EXERCISE GOAL
Return every line of the items below exactly as they appear. Leave the pictures out.

[Excerpts from a detection dataset]

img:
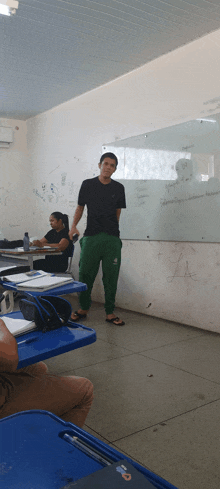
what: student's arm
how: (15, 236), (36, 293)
(0, 319), (18, 372)
(69, 205), (85, 239)
(116, 209), (121, 222)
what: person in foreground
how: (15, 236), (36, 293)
(30, 212), (73, 273)
(69, 153), (126, 326)
(0, 319), (93, 428)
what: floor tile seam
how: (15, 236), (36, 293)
(108, 398), (220, 444)
(139, 352), (220, 385)
(97, 337), (134, 353)
(97, 333), (203, 353)
(136, 335), (210, 353)
(55, 352), (134, 375)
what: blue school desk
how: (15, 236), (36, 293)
(0, 410), (177, 489)
(8, 311), (96, 369)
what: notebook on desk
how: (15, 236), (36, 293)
(0, 316), (36, 336)
(2, 270), (48, 284)
(17, 274), (74, 292)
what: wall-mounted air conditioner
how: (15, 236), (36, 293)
(0, 126), (13, 148)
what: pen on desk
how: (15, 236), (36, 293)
(63, 433), (112, 465)
(18, 336), (38, 345)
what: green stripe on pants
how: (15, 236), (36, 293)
(79, 233), (122, 314)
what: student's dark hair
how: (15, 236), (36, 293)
(51, 212), (69, 231)
(99, 153), (118, 168)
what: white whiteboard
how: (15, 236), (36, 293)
(103, 114), (220, 242)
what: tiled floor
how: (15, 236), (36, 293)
(1, 254), (220, 489)
(42, 296), (220, 489)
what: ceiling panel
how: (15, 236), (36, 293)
(0, 0), (220, 120)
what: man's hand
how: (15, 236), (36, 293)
(69, 226), (80, 240)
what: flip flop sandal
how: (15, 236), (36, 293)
(106, 318), (125, 326)
(70, 311), (87, 323)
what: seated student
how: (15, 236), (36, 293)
(0, 319), (93, 428)
(30, 212), (73, 273)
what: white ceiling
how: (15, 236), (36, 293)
(0, 0), (220, 120)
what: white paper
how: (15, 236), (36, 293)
(0, 265), (16, 272)
(17, 275), (74, 290)
(0, 316), (36, 336)
(1, 270), (50, 284)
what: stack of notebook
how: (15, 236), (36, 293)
(3, 270), (74, 292)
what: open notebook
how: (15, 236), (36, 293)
(17, 274), (74, 292)
(0, 316), (36, 336)
(2, 270), (48, 284)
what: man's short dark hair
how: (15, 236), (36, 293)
(99, 153), (118, 168)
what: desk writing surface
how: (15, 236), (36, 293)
(5, 311), (96, 369)
(0, 410), (177, 489)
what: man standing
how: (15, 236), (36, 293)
(69, 153), (126, 326)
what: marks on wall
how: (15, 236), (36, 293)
(33, 167), (79, 212)
(167, 253), (198, 283)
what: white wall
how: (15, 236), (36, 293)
(24, 31), (220, 332)
(0, 119), (33, 240)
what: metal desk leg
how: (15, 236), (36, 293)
(1, 290), (14, 315)
(28, 255), (33, 270)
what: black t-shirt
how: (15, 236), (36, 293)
(78, 177), (126, 236)
(44, 228), (73, 256)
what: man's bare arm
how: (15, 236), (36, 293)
(116, 209), (121, 222)
(69, 205), (85, 239)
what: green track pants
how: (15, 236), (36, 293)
(79, 233), (122, 314)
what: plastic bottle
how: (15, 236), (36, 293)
(23, 233), (29, 251)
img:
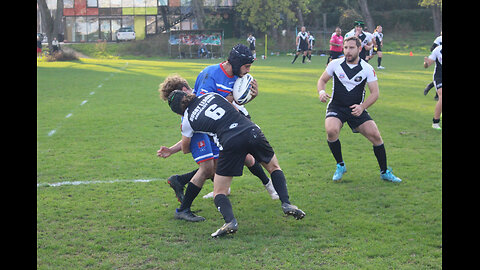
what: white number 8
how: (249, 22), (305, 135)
(205, 104), (225, 120)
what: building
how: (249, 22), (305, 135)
(37, 0), (237, 42)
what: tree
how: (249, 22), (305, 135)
(37, 0), (63, 50)
(418, 0), (442, 35)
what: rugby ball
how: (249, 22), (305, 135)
(232, 73), (253, 105)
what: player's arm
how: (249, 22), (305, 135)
(350, 80), (380, 116)
(157, 140), (182, 158)
(317, 70), (332, 103)
(423, 57), (435, 68)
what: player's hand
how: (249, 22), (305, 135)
(157, 146), (172, 158)
(250, 79), (258, 99)
(350, 104), (365, 117)
(318, 92), (331, 103)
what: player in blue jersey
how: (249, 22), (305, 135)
(157, 44), (278, 221)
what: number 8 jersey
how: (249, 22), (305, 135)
(182, 93), (256, 150)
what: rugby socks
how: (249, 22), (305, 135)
(373, 143), (387, 173)
(213, 194), (235, 223)
(178, 182), (202, 211)
(270, 170), (290, 204)
(327, 139), (344, 166)
(177, 169), (198, 186)
(247, 160), (270, 185)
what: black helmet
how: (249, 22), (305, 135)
(228, 43), (254, 76)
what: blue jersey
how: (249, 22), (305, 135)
(193, 63), (238, 97)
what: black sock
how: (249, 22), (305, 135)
(270, 170), (290, 203)
(327, 139), (344, 165)
(178, 182), (202, 211)
(247, 160), (270, 185)
(213, 194), (235, 223)
(373, 143), (387, 173)
(178, 169), (198, 186)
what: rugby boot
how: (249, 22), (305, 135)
(211, 218), (238, 238)
(282, 203), (305, 220)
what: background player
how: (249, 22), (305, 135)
(168, 90), (305, 237)
(292, 26), (308, 64)
(327, 26), (344, 65)
(317, 36), (402, 182)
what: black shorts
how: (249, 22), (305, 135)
(325, 103), (373, 133)
(216, 126), (275, 176)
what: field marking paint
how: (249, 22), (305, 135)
(47, 62), (128, 137)
(37, 178), (165, 188)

EXERCISE SOLUTION
img:
what: student's arm
how: (15, 236), (36, 293)
(0, 319), (18, 372)
(69, 205), (85, 239)
(116, 209), (121, 222)
what: person in foreground
how: (15, 236), (36, 293)
(30, 212), (73, 273)
(69, 153), (126, 326)
(0, 319), (93, 428)
what: floor tile seam
how: (15, 236), (36, 293)
(108, 398), (220, 444)
(139, 352), (220, 385)
(97, 337), (134, 353)
(97, 333), (203, 353)
(136, 335), (210, 353)
(55, 352), (134, 375)
what: blue school desk
how: (15, 236), (36, 293)
(0, 410), (177, 489)
(8, 311), (96, 369)
what: notebook on desk
how: (15, 236), (36, 293)
(0, 316), (36, 336)
(2, 270), (48, 284)
(17, 274), (74, 292)
what: wall-mounted air conditioner
how: (15, 236), (36, 293)
(0, 126), (13, 148)
what: pen on desk
how: (15, 236), (36, 293)
(63, 433), (112, 465)
(18, 336), (38, 345)
what: green stripe on pants
how: (15, 236), (36, 293)
(79, 233), (122, 314)
what: student's dark hair
how: (15, 236), (36, 293)
(51, 212), (69, 231)
(99, 153), (118, 168)
what: white whiteboard
how: (15, 236), (36, 293)
(103, 114), (220, 242)
what: tiled floor
how: (15, 236), (36, 293)
(1, 254), (220, 489)
(42, 296), (220, 489)
what: ceiling panel
how: (15, 236), (36, 293)
(0, 0), (220, 120)
what: man's hand
how: (15, 236), (36, 293)
(69, 226), (80, 240)
what: flip flop sandal
how: (15, 236), (36, 293)
(106, 318), (125, 326)
(70, 311), (87, 323)
what: seated student
how: (15, 236), (36, 293)
(0, 319), (93, 428)
(30, 212), (73, 273)
what: white ceiling
how: (15, 236), (36, 293)
(0, 0), (220, 120)
what: white paper
how: (15, 236), (36, 293)
(0, 265), (16, 272)
(17, 275), (74, 290)
(0, 316), (36, 336)
(1, 270), (50, 284)
what: stack of notebook
how: (15, 236), (36, 293)
(3, 270), (74, 292)
what: open notebook
how: (15, 236), (36, 293)
(17, 274), (74, 292)
(0, 316), (36, 336)
(2, 270), (48, 284)
what: man's short dark hair
how: (15, 236), (36, 293)
(99, 153), (118, 168)
what: desk writing surface
how: (15, 236), (36, 293)
(5, 311), (96, 369)
(0, 410), (177, 489)
what: man standing
how: (15, 236), (36, 293)
(69, 153), (126, 326)
what: marks on wall
how: (15, 236), (36, 293)
(33, 167), (79, 212)
(167, 253), (198, 283)
what: white wall
how: (15, 236), (36, 293)
(24, 31), (220, 332)
(0, 119), (33, 240)
what: metal desk leg
how: (15, 236), (36, 293)
(1, 290), (14, 315)
(28, 255), (33, 270)
what: black t-shirt
how: (15, 236), (36, 293)
(78, 177), (126, 236)
(44, 228), (73, 256)
what: man's bare arm
how: (15, 236), (36, 293)
(116, 209), (121, 222)
(69, 205), (85, 239)
what: green track pants
how: (15, 236), (36, 293)
(79, 233), (122, 314)
what: plastic bottle
how: (15, 236), (36, 293)
(23, 233), (29, 251)
img:
what: white number 8
how: (249, 22), (305, 135)
(205, 104), (225, 120)
what: building
how: (249, 22), (305, 135)
(37, 0), (237, 42)
what: tree
how: (249, 22), (305, 135)
(37, 0), (63, 50)
(418, 0), (442, 35)
what: rugby ball
how: (249, 22), (305, 135)
(232, 73), (253, 105)
what: player's arm
how: (249, 22), (305, 135)
(350, 80), (380, 116)
(157, 140), (182, 158)
(317, 70), (332, 103)
(423, 57), (435, 68)
what: player's hand
how: (249, 22), (305, 135)
(157, 146), (172, 158)
(250, 79), (258, 99)
(350, 104), (365, 117)
(318, 92), (331, 103)
what: player in blue jersey
how: (249, 22), (305, 135)
(157, 44), (278, 221)
what: number 8 jersey
how: (249, 22), (305, 135)
(182, 93), (256, 150)
what: rugby socks
how: (249, 22), (305, 135)
(373, 143), (387, 173)
(213, 194), (235, 223)
(178, 182), (202, 211)
(270, 170), (290, 204)
(327, 139), (344, 166)
(177, 169), (198, 186)
(247, 160), (270, 185)
what: black helmet
how: (249, 22), (305, 135)
(228, 43), (254, 76)
what: blue jersey
how: (249, 22), (305, 135)
(193, 63), (238, 97)
what: black sock
how: (249, 22), (305, 135)
(270, 170), (290, 203)
(327, 139), (344, 165)
(178, 182), (202, 211)
(247, 160), (270, 185)
(213, 194), (235, 223)
(373, 143), (387, 173)
(178, 169), (198, 186)
what: rugby boot
how: (249, 22), (305, 135)
(211, 218), (238, 238)
(282, 203), (305, 220)
what: background player
how: (249, 22), (305, 135)
(168, 90), (305, 237)
(292, 26), (308, 64)
(327, 26), (344, 65)
(317, 36), (402, 182)
what: black shorts
how: (249, 22), (305, 135)
(325, 103), (373, 133)
(216, 126), (275, 176)
what: field marking paint
how: (249, 22), (305, 135)
(47, 62), (128, 137)
(37, 178), (165, 188)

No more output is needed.